• **TASK**:
Restate the full listing word for word and leave the pictures out.
Start of INPUT MATERIAL
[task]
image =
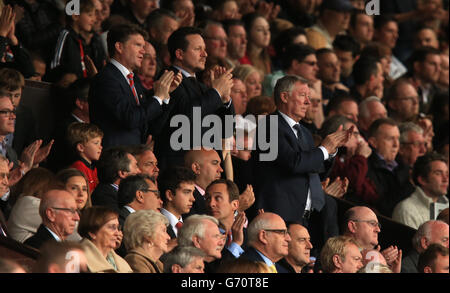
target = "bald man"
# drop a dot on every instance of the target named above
(206, 166)
(361, 223)
(299, 249)
(59, 214)
(268, 240)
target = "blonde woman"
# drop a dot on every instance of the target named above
(146, 240)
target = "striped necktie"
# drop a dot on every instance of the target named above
(133, 89)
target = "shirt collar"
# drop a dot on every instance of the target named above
(265, 258)
(200, 190)
(130, 209)
(184, 72)
(172, 219)
(121, 68)
(53, 234)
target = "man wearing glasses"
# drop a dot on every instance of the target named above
(268, 241)
(176, 186)
(138, 192)
(361, 223)
(59, 214)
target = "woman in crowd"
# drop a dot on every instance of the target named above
(252, 79)
(75, 182)
(99, 227)
(258, 36)
(24, 218)
(146, 240)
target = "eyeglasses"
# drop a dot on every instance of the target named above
(414, 100)
(72, 211)
(217, 39)
(156, 192)
(7, 112)
(310, 63)
(371, 223)
(278, 231)
(417, 144)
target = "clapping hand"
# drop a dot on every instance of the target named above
(222, 80)
(163, 84)
(337, 139)
(246, 199)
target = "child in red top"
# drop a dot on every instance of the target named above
(86, 139)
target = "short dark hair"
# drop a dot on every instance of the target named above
(380, 21)
(429, 256)
(422, 166)
(347, 43)
(373, 129)
(227, 24)
(285, 38)
(130, 185)
(93, 218)
(364, 68)
(420, 55)
(338, 98)
(122, 33)
(232, 189)
(331, 124)
(296, 52)
(171, 178)
(155, 18)
(112, 161)
(177, 39)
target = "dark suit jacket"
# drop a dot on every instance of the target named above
(199, 206)
(252, 255)
(281, 186)
(25, 129)
(123, 214)
(42, 235)
(105, 195)
(190, 93)
(113, 107)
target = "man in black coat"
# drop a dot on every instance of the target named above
(268, 241)
(188, 55)
(59, 214)
(116, 100)
(114, 165)
(286, 174)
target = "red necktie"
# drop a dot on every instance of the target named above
(83, 66)
(133, 89)
(229, 239)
End of INPUT MATERIAL
• **ANSWER FOR THIS EXERCISE**:
[task]
image =
target = "bald man"
# drop a dot on every instance of the target named above
(206, 166)
(361, 223)
(299, 249)
(59, 214)
(268, 240)
target = "blonde woman"
# drop a dot on every instance of the target named above
(146, 240)
target = "striped necktie"
# drop a dot on every instance of the target named above
(133, 89)
target = "shirt collar"
# drop a dot on every instance of the target named above
(265, 258)
(200, 190)
(130, 209)
(184, 72)
(172, 219)
(121, 68)
(53, 234)
target = "man wearing glasses"
# drop a dot on every instance of the target named above
(268, 241)
(176, 186)
(138, 192)
(361, 223)
(59, 214)
target = "woman in crowd"
# drop a dot on every instance of the target named above
(252, 79)
(75, 182)
(99, 227)
(258, 36)
(24, 218)
(146, 240)
target = "eyeglasses"
# drop a dot on every instance of the target named above
(414, 100)
(72, 211)
(217, 39)
(156, 192)
(7, 112)
(310, 63)
(371, 223)
(278, 231)
(417, 144)
target = "clapping hand"
# drop a dot on every instance of the target named above
(222, 80)
(163, 84)
(337, 139)
(246, 199)
target = "child in red top"
# drop a dot on every instance of the target named above
(86, 139)
target = "short dark hair"
# drop a dot on every instance of the target named above
(380, 21)
(429, 256)
(422, 166)
(347, 43)
(373, 129)
(227, 24)
(285, 38)
(130, 185)
(93, 218)
(364, 68)
(420, 55)
(338, 98)
(122, 33)
(232, 189)
(331, 124)
(296, 52)
(171, 178)
(155, 18)
(112, 161)
(177, 39)
target = "dark suit jacket"
# drop a dot on every instance of the target named above
(199, 206)
(252, 255)
(281, 186)
(25, 129)
(123, 214)
(42, 235)
(105, 195)
(190, 93)
(113, 107)
target = "man in black coat"
# drop a dot on every instance of the target named above
(268, 241)
(188, 55)
(59, 214)
(116, 100)
(114, 165)
(286, 174)
target = "red necktie"
# drop a dot on every instance of the target named above
(83, 66)
(133, 89)
(229, 239)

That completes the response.